§ TEXT EXTRACT
In 2006, Horst transferred to Armstrong Atlantic State University, a Division II outfit in Savannah, Ga. Horst liked the fact that his new pitching coach possessed eight years of professional baseball experience.
Calvain Culberson made the leap from Armstrong to the pros and took his career as high as Triple-A before retiring after the 1995 season. In Horst, he saw similar potential.
"He's a big, strong left-hander and was very durable," Culberson said. "He could start, relieve. Had four pitches he could throw for strikes. He was a workhorse bulldog guy."
But that season didn't exactly pan out the way Horst had planned. In short, he couldn't find the strike zone. In 63 innings (14 starts, two relief appearances), Horst walked 43 hitters, threw five wild pitches and had a 4.86 ERA and 1.73 WHIP to his name.
College baseball prospects tend to view their junior seasons as big-money years. Playing well can mean a higher draft pick and a larger signing bonus than seniors, who pretty much have to sign.
It's an ideal scenario, but not one that worked for Jeremy Horst.
"I didn't get any looks," Horst said. "I filled out like 20 papers for teams and thought it was going to happen... Well, nothing happened."
Horst went undrafted and returned to Armstrong for his senior season, a campaign even worse than the year that preceded it.
In 24 relief outings, Horst had a 5.88 ERA, walked 18 in 33 2/3 innings and seemed destined to be undrafted once again.
In a last-ditch effort, Horst attended four tryouts in one day for the New York Mets, the Cincinnati Reds, the then-Florida Marlins and the Minnesota Twins.
Something clicked with Cincinnati, and the Reds made Horst a 21st round draft pick in 2007.
Making the show
Horst spent much of five seasons toiling back and forth from starter to reliever in the minors. He played for seven different teams in six different states before he finally got the news he'd long hoped for.
In 2010, he went to the bullpen almost exclusively and the move paid off immediately. Horst started the season a 24-year-old stuck in Class A baseball. He walked just 18 in 72 innings for three teams that year and ended by pitching 14 1/3 effective innings at Triple-A Louisville.
After similar success with the Bats in 2011, then-manager Rick Sweet gave Horst the call he'd been awaiting.
"(Sweet) came in and was like, 'Who do I got that can throw today?' " Horst said, "and so he started asking the bullpen, 'Can you throw? Can you throw? Horst, can you throw?' I was like, 'Yeah, Coach. I can throw. I can throw every day.' He was like, 'All right, pack your stuff, you can go throw in Atlanta for Cincinnati tomorrow.' "
Horst doesn't forget what happens when he's on a baseball field. Ask him about any at-bat and he'll provide the pitch sequence, the result and what happened next.
So it shouldn't come as a surprise the vivid recollection Horst has of May 28, 2011. It was that day at Turner Field when, in the bottom of the 4th inning, he sprinted out of the bullpen and took his spot on a major league mound for the first time.

§ GIVEN PROBLEM 1
In the Jeremy Horst article, which team drafted Horst, and in what round?
§ GIVEN PROBLEM 2
In the Jeremy Horst article, swap "undrafted" for "unselected" throughout the passage starting at "Horst went undrafted" and ending at "long hoped for.".

§ PROVIDED INFORMATION

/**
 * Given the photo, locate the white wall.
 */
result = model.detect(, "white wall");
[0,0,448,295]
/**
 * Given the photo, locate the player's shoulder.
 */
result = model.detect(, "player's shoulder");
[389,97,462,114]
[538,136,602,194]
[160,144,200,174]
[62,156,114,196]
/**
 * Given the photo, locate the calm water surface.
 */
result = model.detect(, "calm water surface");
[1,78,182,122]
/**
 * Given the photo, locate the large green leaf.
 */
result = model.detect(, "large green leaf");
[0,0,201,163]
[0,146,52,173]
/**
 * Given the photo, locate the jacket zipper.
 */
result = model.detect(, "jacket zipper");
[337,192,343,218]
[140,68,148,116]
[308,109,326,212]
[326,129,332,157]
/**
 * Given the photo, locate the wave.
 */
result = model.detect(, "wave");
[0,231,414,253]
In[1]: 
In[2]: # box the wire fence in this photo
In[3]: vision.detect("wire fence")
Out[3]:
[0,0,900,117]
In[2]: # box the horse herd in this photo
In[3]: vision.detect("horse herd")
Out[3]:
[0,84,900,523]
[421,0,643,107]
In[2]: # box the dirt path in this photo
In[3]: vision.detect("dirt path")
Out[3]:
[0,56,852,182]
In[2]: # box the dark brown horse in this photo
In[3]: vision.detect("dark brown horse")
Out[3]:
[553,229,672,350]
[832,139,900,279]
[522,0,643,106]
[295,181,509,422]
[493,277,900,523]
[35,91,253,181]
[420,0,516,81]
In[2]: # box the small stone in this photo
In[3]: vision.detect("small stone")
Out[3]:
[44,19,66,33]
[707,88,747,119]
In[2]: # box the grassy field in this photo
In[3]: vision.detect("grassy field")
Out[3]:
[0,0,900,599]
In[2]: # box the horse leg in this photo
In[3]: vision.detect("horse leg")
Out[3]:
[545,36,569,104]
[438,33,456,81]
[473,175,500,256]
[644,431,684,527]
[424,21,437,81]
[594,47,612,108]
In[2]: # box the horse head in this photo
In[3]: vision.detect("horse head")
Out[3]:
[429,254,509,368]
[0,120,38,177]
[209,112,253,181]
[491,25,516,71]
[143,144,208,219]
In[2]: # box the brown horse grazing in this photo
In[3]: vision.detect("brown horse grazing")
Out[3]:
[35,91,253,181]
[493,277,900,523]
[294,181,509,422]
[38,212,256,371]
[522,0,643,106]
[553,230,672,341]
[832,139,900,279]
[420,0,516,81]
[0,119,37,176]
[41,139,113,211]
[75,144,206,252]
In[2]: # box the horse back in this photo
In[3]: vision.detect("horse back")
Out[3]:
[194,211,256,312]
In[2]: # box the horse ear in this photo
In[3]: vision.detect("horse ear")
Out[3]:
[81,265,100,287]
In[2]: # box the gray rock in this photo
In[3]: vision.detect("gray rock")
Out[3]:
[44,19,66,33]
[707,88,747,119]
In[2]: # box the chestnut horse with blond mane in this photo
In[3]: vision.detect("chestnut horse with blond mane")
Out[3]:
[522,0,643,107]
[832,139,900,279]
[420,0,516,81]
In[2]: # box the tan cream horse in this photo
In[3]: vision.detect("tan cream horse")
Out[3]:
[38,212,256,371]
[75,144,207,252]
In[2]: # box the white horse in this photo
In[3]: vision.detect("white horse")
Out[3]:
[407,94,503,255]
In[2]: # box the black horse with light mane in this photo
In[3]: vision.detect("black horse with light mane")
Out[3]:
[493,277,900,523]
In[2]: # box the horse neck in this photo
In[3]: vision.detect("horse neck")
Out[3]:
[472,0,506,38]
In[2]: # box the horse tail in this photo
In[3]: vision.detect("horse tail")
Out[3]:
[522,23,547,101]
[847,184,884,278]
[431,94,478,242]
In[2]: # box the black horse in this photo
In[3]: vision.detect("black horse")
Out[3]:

§ WRITTEN ANSWER 1
The Cincinnati Reds drafted him in the 21st round in 2007.

§ WRITTEN ANSWER 2
Horst went unselected and returned to Armstrong for his senior season, a campaign even worse than the year that preceded it.
In 24 relief outings, Horst had a 5.88 ERA, walked 18 in 33 2/3 innings and seemed destined to be unselected once again.
In a last-ditch effort, Horst attended four tryouts in one day for the New York Mets, the Cincinnati Reds, the then-Florida Marlins and the Minnesota Twins.
Something clicked with Cincinnati, and the Reds made Horst a 21st round draft pick in 2007.
Making the show
Horst spent much of five seasons toiling back and forth from starter to reliever in the minors. He played for seven different teams in six different states before he finally got the news he'd long hoped for.